How We Add Value to Reporting Businesses with Tableau Extensions

Data-driven decision-making is an essential pillar of business development and investment. It enhances the communication of good ideas, makes insights tangible to non-experts, and creates trust between clients and service providers. And surely, reporting businesses can only benefit from clean data pipelines and well-groomed data visualization. In what follows, I outline our perspective on how reporting businesses can enhance insight generation with customized dashboards.

The most important aspect of reporting visualizations is that they should be tailored to the needs of the target audience.  For example, financial and insurance risk analysts are familiar with crunching numbers and presenting reports to executives as a digestible product. These reports can cover numerous topics, various time intervals, and vast geographical data. For instance, the time interval of the credit reports can vary from yearly portfolios to hourly stock price dynamics. Additionally, they can cover the businesses of several institutions all over the world or just one bank in a given region. The granularity of the data presented in reports is only one of the aspects that demand flexibility and automation.

:: WRITTEN EXERCISE 1 ::
Quote the entries verbatim from the line containing "Note: mark the building window" down to the end of the entries, including both ends. Omit the pictures.

:: TASK MATERIAL ::

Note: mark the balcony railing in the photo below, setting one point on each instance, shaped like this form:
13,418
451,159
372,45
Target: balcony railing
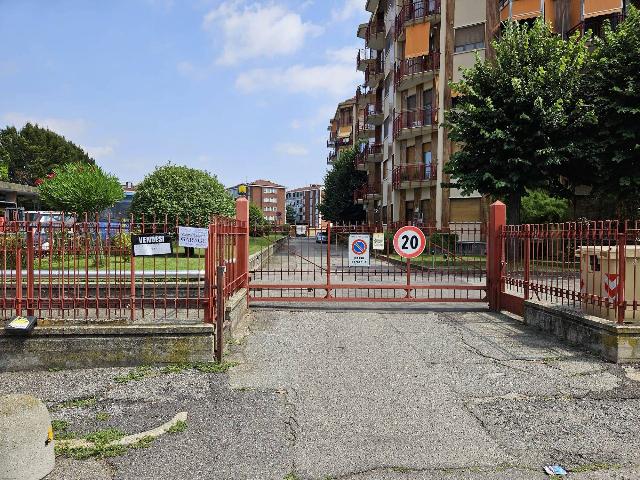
423,117
415,10
372,109
596,24
417,65
375,27
413,174
366,190
373,69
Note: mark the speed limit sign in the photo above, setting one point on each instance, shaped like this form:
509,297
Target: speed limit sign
409,242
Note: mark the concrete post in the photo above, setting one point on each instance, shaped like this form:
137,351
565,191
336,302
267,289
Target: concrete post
242,216
497,220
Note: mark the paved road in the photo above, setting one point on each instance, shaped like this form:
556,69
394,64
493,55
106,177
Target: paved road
364,395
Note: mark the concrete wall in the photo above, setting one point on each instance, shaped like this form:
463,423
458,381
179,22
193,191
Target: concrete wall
616,343
92,346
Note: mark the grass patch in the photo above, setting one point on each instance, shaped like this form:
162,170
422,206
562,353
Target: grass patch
180,426
102,416
134,375
144,442
103,437
76,403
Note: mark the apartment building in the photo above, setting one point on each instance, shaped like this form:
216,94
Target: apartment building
413,48
567,16
267,195
305,201
341,129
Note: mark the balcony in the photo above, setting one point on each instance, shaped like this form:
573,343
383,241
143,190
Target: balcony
413,175
414,71
596,24
412,123
367,192
371,152
373,33
364,131
364,96
365,58
372,5
373,114
374,73
413,12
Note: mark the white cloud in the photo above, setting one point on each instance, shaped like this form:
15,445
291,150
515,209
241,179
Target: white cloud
100,152
348,10
292,149
334,79
257,30
68,127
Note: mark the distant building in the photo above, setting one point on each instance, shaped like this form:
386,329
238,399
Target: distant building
305,201
267,195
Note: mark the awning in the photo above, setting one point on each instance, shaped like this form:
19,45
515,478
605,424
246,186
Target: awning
417,41
344,132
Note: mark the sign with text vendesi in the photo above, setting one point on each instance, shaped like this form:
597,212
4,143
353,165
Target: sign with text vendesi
193,237
148,245
359,250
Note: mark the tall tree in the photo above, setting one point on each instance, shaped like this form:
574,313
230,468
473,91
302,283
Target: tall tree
182,193
340,183
617,90
80,188
33,152
519,116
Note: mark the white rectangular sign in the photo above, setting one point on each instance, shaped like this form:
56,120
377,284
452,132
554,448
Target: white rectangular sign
359,249
378,241
193,237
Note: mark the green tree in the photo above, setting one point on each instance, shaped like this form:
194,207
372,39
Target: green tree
256,217
617,90
182,193
521,118
539,207
340,184
80,188
291,214
33,152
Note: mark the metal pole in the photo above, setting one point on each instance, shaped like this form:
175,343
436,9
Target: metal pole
219,311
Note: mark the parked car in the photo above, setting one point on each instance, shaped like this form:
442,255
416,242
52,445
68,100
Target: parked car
322,237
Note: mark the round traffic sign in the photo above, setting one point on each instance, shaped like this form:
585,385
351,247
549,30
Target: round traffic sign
359,247
409,242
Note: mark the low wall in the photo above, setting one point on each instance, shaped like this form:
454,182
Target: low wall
616,343
91,346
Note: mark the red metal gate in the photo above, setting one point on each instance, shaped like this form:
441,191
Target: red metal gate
314,266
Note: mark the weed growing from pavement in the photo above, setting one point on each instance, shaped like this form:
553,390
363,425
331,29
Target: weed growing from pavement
76,403
180,426
139,373
144,442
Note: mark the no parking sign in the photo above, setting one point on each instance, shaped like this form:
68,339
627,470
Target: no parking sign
359,250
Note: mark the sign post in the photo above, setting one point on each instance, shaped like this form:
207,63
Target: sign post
359,250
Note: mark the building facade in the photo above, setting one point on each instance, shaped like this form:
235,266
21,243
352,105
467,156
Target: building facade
341,129
267,195
413,49
566,16
304,201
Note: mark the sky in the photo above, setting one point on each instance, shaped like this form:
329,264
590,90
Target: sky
241,88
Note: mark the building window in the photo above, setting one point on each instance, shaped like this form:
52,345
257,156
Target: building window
469,38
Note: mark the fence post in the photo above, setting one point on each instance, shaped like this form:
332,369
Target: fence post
497,221
622,271
242,254
30,274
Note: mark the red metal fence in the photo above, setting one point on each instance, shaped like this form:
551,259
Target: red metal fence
83,269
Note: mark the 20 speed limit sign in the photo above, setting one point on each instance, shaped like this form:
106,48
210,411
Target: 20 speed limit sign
409,242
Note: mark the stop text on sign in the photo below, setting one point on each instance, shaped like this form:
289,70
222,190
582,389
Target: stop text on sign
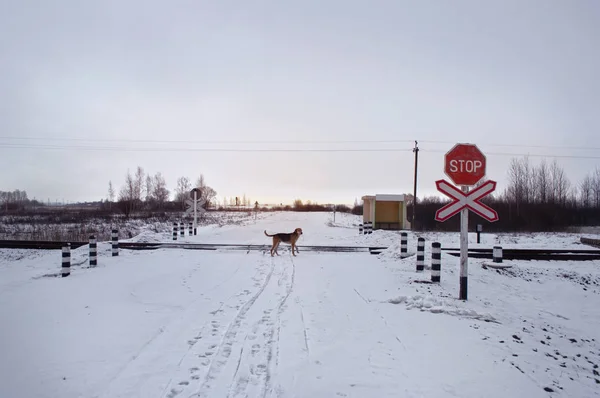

:: WRITTEN EXERCISE 2 ::
According to the passage on reporting businesses and Tableau extensions, what is the most important aspect of reporting visualizations?

:: OUTPUT 1 ::
Note: mark the building window in the photo above, setting one point on each instance, shaped like this form:
52,345
257,156
Target: building window
469,38
Note: mark the fence post in the photo above, setting one point on each instance, shaped like this form:
332,369
Target: fence post
497,221
622,271
242,254
30,274
Note: mark the red metal fence in the photo above, setting one point on each instance, shaped like this form:
551,259
Target: red metal fence
83,269
Note: mark the 20 speed limit sign in the photo above, setting one point on each instance, shaped like this form:
106,48
210,411
Target: 20 speed limit sign
409,242
Note: mark the stop text on sign in the photo below, setting one point on each instance, shaped like this form:
289,70
222,190
582,389
Target: stop text on sign

:: OUTPUT 2 ::
They should be tailored to the needs of the target audience.